*Records provided*:
* Start *

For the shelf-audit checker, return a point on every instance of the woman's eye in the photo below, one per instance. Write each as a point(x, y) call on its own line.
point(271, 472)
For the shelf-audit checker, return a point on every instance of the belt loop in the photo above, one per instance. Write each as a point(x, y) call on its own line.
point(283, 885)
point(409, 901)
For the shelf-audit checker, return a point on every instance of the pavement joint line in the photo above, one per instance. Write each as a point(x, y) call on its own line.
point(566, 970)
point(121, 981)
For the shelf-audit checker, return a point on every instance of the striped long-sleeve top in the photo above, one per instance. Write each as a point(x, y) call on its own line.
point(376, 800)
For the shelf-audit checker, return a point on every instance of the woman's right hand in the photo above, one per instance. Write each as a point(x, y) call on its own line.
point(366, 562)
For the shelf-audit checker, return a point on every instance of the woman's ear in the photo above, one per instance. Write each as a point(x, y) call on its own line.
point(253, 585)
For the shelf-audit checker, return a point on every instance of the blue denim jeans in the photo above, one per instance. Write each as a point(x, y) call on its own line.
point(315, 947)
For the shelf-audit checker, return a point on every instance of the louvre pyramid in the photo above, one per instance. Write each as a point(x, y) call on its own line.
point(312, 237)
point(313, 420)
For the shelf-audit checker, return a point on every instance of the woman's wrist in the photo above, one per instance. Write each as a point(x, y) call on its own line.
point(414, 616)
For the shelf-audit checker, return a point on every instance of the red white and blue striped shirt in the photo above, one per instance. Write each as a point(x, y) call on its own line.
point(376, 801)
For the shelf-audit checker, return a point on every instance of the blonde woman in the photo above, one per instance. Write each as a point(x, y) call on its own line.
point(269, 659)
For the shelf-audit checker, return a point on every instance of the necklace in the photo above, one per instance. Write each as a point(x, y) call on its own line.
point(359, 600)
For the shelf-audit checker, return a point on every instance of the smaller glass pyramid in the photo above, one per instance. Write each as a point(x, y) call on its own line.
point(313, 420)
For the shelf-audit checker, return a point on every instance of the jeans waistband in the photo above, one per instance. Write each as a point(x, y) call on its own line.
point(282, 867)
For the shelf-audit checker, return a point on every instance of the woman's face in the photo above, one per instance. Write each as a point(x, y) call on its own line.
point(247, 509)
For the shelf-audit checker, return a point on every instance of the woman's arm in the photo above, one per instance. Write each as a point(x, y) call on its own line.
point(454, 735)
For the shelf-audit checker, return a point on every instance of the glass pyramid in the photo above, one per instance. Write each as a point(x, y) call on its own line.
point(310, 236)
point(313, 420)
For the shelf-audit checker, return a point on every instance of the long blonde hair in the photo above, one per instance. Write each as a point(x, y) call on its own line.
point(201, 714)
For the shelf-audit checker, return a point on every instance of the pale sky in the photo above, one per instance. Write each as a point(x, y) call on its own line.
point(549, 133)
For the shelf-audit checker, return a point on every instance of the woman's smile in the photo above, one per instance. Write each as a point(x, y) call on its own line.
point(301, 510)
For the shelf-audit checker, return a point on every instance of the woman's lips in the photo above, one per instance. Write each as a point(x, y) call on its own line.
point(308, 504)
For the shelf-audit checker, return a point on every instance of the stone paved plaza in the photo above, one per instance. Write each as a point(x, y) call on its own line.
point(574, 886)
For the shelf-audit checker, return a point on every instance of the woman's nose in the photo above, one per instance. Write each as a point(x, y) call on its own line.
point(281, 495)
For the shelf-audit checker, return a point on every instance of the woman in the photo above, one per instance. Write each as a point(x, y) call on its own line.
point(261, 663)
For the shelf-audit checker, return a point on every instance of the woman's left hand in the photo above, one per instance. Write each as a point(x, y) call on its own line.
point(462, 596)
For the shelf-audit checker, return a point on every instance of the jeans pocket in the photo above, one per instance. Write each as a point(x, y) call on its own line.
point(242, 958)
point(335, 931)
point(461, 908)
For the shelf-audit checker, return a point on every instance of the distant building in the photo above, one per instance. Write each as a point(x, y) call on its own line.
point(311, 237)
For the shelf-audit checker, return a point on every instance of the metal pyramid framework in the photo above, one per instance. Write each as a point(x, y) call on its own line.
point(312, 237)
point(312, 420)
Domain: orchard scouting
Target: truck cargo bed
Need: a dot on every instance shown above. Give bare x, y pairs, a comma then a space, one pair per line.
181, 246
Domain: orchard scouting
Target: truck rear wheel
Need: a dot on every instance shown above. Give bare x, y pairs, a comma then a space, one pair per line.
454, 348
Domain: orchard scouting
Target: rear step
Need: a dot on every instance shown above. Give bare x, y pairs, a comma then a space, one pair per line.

* End *

*Written task*: Convert the listing's lines, from the line containing "the woman's smile" through the line containing "point(308, 504)", both included, into a JSON list of strings with one string per line and blank lines omitted.

*Solution for this exercise*:
[
  "For the shelf-audit checker, return a point on every instance of the woman's smile in the photo above, one per instance. Write each as a point(x, y) call on its own line.",
  "point(301, 510)",
  "For the shelf-audit checker, return a point on every instance of the woman's lips in the photo above, one per instance. Write each as a point(x, y) call on its own line.",
  "point(308, 504)"
]